[WHAT IS EXPECTED]: Reproduce word for word the stretch of the race article below that begins with the words containing "Most laps led" and ends with "Wally Dallenbach Jr.".
-- GIVEN TEXT start --
2003 Sirius Satellite Radio at The Glen
- The 2003 Sirius Satellite Radio at The Glen program cover.
- Date: August 10, 2003
- Official name: 18th Annual Sirius Satellite Radio at The Glen
- Location: Watkins Glen, New York, Watkins Glen International
- Course: Permanent racing facility
- Course length: 2.454 miles (3.949 km)
- Distance: 90 laps, 220.5 mi (354.86 km)
- Scheduled distance: 90 laps, 220.5 mi (354.86 km)
- Average speed: 90.441 miles per hour (145.551 km/h)
- Attendance: 100,000

Pole position
- Driver: Jeff Gordon; / Hendrick Motorsports
- Time: 1:10.798

Most laps led
- Driver: Robby Gordon / Richard Childress Racing
- Laps: 30

Winner
- No. 31: Robby Gordon / Richard Childress Racing

Television in the United States
- Network: NBC
- Announcers: Allen Bestwick, Benny Parsons, Wally Dallenbach Jr.

Radio in the United States
- Radio: Motor Racing Network

= 2003 Sirius Satellite Radio at The Glen =

22nd race of the 2003 NASCAR Winston Cup Series

The 2003 Sirius Satellite Radio at The Glen was the 22nd stock car race of the 2003 NASCAR Winston Cup Series season and the 18th iteration of the event. The race was held on Sunday, August 10, 2003, before a crowd of 100,000 at the shortened layout of Watkins Glen International, a 2.454 miles (3.949 km) permanent road course. The race took the scheduled 90 laps to complete. At race's end, Robby Gordon of Richard Childress Racing would stretch out a fuel run in the last 39 laps of the race to win his third and final career NASCAR Winston Cup Series win and his second and final win of the season. To fill out the podium, Scott Pruett of Chip Ganassi Racing and Dale Earnhardt Jr. of Dale Earnhardt Jr. would finish second and third, respectively.
-- GIVEN TEXT end --
-- SOURCE EXCERPT start --
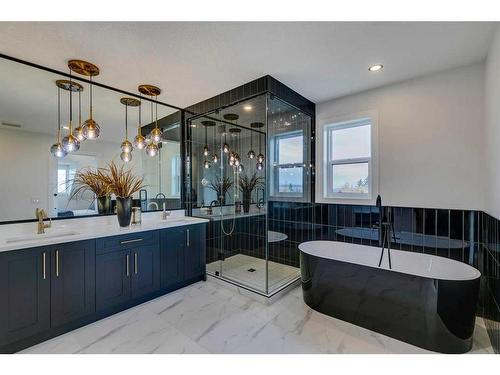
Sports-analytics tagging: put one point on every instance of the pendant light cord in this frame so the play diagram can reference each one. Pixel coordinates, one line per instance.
-- SOURCE EXCERPT end --
[RESULT FOR THIS EXERCISE]:
Most laps led
- Driver: Robby Gordon / Richard Childress Racing
- Laps: 30

Winner
- No. 31: Robby Gordon / Richard Childress Racing

Television in the United States
- Network: NBC
- Announcers: Allen Bestwick, Benny Parsons, Wally Dallenbach Jr.